▸ Your instructions
Give as output the line that contains "the white ceramic", followed by every remaining line of the entries, unchanged and with nothing added.

═════ Data records ═════

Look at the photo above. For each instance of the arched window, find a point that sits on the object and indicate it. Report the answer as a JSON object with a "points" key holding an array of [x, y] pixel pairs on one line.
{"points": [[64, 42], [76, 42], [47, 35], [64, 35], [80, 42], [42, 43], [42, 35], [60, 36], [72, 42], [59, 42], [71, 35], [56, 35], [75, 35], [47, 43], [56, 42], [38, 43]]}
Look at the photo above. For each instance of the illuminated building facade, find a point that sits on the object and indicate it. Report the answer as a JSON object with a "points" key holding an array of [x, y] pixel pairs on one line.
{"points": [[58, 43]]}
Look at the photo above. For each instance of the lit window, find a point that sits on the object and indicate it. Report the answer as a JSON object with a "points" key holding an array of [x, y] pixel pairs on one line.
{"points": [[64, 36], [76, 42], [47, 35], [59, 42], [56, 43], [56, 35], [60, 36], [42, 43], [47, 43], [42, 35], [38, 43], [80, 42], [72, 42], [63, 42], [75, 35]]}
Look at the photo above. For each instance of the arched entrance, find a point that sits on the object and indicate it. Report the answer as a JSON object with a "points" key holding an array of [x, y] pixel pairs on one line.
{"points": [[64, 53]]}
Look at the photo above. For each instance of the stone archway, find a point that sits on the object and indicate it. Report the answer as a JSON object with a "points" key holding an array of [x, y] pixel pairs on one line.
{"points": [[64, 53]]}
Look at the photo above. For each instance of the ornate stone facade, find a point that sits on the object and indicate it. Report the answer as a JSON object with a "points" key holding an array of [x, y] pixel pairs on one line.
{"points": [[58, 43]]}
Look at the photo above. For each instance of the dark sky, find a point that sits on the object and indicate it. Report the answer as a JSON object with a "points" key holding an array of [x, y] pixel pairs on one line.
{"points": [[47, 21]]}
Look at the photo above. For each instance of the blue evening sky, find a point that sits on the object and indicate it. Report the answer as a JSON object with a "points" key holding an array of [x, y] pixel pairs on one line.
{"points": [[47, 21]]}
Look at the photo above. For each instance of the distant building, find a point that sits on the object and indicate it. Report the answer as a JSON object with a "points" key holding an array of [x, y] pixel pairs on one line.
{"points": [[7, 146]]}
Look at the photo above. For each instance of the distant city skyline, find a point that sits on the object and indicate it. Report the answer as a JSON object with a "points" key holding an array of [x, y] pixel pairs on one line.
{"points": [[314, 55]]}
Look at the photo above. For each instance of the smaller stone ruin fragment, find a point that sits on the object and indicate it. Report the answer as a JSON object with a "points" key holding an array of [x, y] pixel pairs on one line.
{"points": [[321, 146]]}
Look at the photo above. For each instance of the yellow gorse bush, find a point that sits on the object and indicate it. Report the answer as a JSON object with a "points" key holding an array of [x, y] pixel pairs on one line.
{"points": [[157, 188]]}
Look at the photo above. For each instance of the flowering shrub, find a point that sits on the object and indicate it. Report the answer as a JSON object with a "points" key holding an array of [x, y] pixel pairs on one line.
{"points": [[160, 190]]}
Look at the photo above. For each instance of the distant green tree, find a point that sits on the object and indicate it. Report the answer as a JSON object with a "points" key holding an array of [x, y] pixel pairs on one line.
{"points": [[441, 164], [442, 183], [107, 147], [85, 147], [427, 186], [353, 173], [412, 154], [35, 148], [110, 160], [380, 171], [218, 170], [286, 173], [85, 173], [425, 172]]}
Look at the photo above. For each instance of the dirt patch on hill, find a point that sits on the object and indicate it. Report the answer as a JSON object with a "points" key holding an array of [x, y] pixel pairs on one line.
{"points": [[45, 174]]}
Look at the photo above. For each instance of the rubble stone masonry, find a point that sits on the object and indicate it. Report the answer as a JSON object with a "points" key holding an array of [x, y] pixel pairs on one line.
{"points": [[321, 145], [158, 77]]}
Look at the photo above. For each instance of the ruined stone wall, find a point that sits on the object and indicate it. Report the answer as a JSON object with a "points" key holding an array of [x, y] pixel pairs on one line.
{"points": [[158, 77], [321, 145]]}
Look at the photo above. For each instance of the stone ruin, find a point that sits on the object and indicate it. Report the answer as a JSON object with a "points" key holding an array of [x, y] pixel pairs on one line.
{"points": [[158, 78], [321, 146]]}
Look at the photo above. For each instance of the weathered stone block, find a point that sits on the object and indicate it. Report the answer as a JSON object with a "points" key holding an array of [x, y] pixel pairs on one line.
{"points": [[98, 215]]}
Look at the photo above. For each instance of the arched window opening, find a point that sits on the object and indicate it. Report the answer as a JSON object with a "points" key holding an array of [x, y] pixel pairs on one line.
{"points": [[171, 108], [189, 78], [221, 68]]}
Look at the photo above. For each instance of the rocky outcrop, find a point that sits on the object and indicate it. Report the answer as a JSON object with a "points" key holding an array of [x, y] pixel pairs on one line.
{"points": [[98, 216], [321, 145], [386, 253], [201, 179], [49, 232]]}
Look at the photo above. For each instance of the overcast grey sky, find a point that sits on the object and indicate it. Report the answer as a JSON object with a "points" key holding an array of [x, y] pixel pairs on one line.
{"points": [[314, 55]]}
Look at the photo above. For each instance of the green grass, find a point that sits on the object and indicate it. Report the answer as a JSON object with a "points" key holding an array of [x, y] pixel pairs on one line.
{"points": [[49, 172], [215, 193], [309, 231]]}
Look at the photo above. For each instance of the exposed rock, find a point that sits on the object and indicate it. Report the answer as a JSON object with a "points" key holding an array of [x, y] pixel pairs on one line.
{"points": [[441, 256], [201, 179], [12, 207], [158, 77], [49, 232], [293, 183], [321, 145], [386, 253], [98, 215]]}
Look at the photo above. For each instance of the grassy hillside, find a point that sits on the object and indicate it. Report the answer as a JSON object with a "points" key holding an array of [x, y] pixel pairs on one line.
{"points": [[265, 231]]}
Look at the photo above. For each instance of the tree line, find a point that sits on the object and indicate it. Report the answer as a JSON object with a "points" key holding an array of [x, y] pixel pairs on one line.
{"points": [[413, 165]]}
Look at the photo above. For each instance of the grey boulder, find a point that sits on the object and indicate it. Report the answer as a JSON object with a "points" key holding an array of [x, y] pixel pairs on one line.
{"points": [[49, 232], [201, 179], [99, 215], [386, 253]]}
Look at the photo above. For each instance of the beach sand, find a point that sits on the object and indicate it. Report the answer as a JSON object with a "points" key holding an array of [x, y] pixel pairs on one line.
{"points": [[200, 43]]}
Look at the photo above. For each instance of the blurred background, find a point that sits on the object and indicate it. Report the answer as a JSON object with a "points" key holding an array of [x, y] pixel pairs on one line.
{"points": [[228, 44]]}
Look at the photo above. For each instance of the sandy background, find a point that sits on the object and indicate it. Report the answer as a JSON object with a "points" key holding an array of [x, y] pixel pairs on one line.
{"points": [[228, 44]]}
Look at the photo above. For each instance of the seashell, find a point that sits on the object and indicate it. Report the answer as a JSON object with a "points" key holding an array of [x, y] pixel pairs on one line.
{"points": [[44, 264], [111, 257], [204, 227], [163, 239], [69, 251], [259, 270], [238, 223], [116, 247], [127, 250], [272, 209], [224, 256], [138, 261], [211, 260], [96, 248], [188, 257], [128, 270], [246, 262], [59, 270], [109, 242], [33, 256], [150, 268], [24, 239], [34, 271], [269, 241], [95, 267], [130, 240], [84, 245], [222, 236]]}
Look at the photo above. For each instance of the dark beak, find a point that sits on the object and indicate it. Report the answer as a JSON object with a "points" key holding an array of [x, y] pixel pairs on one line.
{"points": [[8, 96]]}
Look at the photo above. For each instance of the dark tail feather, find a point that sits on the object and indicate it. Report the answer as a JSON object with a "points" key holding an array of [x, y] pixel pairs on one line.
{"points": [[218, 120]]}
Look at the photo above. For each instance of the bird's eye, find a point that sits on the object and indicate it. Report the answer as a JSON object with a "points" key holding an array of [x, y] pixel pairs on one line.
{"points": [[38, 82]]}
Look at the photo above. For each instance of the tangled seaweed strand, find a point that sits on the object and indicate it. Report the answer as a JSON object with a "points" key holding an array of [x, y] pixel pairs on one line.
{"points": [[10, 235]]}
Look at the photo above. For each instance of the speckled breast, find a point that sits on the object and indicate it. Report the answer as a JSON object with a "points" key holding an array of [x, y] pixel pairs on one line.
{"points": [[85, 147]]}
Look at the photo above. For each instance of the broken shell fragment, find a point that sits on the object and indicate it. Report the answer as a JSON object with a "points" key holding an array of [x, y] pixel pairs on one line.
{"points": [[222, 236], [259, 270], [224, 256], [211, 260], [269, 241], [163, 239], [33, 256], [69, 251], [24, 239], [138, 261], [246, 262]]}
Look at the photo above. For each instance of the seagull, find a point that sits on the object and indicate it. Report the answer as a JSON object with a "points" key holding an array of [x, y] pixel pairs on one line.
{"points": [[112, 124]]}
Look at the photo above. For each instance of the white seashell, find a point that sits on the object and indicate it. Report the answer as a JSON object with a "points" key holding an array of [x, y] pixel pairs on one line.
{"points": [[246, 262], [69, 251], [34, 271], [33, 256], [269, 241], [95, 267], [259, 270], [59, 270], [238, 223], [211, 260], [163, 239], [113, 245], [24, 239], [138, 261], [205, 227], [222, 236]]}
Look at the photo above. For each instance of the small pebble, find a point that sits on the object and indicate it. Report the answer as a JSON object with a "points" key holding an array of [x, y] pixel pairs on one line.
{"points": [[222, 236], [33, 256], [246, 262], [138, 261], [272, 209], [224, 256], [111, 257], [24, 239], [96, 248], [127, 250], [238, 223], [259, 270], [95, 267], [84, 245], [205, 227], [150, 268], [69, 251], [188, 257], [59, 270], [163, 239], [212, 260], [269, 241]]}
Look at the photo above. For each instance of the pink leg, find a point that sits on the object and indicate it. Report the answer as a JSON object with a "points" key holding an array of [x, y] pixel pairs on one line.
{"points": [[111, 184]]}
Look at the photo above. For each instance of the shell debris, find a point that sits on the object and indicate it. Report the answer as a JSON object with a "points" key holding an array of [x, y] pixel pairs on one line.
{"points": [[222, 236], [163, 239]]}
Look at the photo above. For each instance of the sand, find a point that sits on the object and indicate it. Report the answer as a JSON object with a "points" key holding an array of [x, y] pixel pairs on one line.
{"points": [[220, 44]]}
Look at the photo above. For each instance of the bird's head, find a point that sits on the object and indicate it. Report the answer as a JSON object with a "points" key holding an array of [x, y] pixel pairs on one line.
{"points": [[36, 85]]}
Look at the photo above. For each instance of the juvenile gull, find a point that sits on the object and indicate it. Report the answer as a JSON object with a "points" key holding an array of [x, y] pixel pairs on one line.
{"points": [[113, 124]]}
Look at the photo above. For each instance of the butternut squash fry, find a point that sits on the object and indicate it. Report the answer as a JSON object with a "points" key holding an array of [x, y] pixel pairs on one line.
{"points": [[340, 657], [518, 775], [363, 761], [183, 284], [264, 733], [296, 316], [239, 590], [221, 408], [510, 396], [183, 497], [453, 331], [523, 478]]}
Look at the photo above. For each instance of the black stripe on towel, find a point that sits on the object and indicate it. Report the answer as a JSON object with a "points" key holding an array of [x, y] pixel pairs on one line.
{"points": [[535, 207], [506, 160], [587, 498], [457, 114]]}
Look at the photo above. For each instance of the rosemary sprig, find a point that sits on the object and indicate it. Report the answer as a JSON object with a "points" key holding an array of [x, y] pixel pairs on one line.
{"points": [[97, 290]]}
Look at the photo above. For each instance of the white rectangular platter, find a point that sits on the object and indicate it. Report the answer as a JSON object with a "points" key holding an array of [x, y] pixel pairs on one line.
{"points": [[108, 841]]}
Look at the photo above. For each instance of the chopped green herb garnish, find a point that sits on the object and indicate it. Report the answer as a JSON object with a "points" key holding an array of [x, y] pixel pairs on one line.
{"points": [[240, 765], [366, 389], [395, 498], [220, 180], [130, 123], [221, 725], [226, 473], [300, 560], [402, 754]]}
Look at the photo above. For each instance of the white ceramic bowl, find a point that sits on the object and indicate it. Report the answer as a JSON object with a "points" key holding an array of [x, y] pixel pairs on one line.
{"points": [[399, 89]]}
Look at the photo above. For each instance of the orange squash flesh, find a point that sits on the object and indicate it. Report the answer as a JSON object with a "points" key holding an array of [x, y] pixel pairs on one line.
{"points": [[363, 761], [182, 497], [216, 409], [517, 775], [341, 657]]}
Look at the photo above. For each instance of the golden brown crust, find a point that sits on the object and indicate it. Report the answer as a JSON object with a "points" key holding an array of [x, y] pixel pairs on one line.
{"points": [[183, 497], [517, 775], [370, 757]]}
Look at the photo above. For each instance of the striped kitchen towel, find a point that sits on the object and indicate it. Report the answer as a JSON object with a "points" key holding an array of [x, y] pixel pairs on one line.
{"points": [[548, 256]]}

═════

▸ Solution for this task
Look at the photo above. For each instance of the white ceramic bowl, find a point that sits on the object and indicate it. Report the answer as a JSON object with a "points" key holding an array of [x, y] pixel pairs on one line.
{"points": [[399, 89]]}
Look at the photo above. For each instance of the orange squash flesh, find a point that sits on the object and indicate it. Report the answer as a JSON object with a "points" key holding an array of [x, y] pixel pairs on one line.
{"points": [[363, 761], [182, 497], [216, 409], [517, 775], [341, 657]]}
Look at the photo above. For each instance of the golden brown crust, find a point that sits on the object and indicate it. Report the answer as a JSON object with a "points" key holding an array of [x, y] pixel pairs on one line.
{"points": [[183, 497], [517, 775], [370, 757]]}
Look at the photo above. For each instance of the striped kitchen towel, find a point that sits on the object and indicate it. Report the answer as a JSON object with a "points" key holding an array of [x, y] pixel pairs on one line.
{"points": [[548, 256]]}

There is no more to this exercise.